● INSTRUCTION 1: Transcribe the part of the campground rally thread starting with "# Limited Time" and going on through "our reservations in.".
● INSTRUCTION 2: Go on with the forum thread about booking rally sites at Riverside-Cedars, picking up right after its last line.

● QUOTED PASSAGE:
++++++++++
# Limited Time Offer - Book Your Site Today



## luv2rv (Jun 21, 2004)

Folks,

The arrangements have been made and we have until June 23rd to get our reservations in.

Sept 16th, 17th & 18th at Riverside-Cedars in Morrisburg Ontario Canada!

The campground has blacked out the sites specifically for "OutBackers"

After June 23rd they will release the sites - might mean you can still go you just may not get a site on the OutBackers Strip.

action **SEE THE THOUSAND ISLANDS RALLY POST FOR DETAILS** action

Thanks
Wayne


----------



## Ghosty (Jan 17, 2005)

Let me see -- thats only a mere 2312 milesfrom my house --


----------



## hurricaneplumber (Apr 12, 2004)
++++++++++
● AVAILABLE DATA:

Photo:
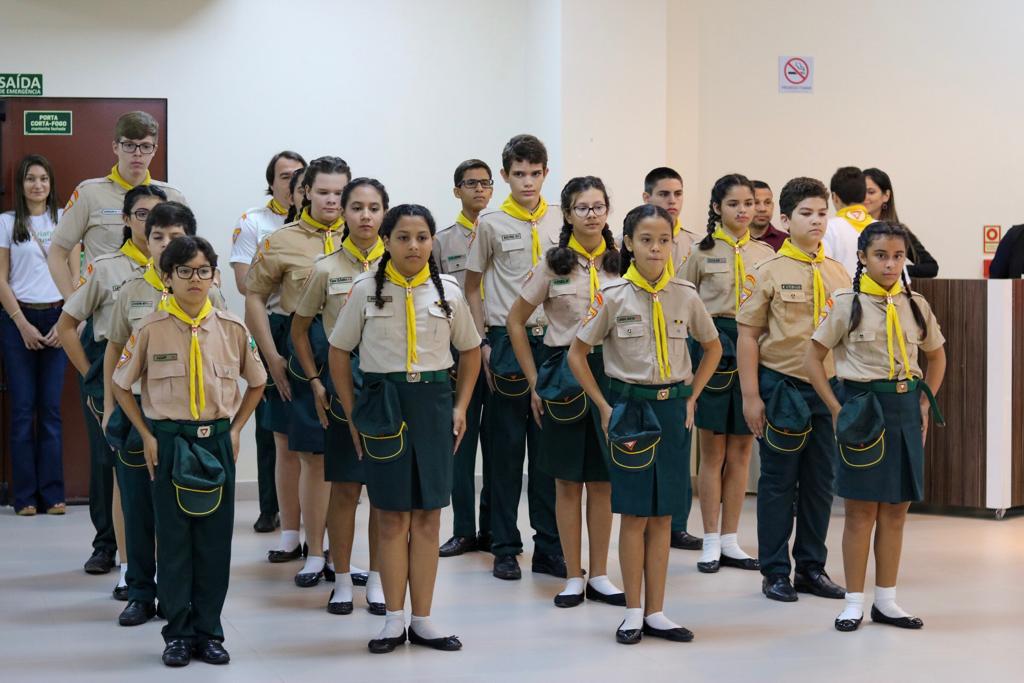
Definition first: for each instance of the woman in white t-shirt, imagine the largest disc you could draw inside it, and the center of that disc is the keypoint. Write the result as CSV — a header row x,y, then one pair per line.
x,y
33,360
++++++++++
● EXERCISE OUTPUT 1:
# Limited Time Offer - Book Your Site Today



## luv2rv (Jun 21, 2004)

Folks,

The arrangements have been made and we have until June 23rd to get our reservations in.

● EXERCISE OUTPUT 2:
Wayne,

After yesterdays booking and denial and RCCl site stealing, tonight I went to book again, this time with the correct credit card and they were closed. They open at 9ish on saturday so I will be the first one calling then.

This trip has turned into lots of work already, oh well, I know that pull-thru site 153 has a unlimited quantity of some great canadian beer!!!









I will let you know what site I end up with.

Kevin


----------



## hurricaneplumber (Apr 12, 2004)

We are in site 155, on da corner.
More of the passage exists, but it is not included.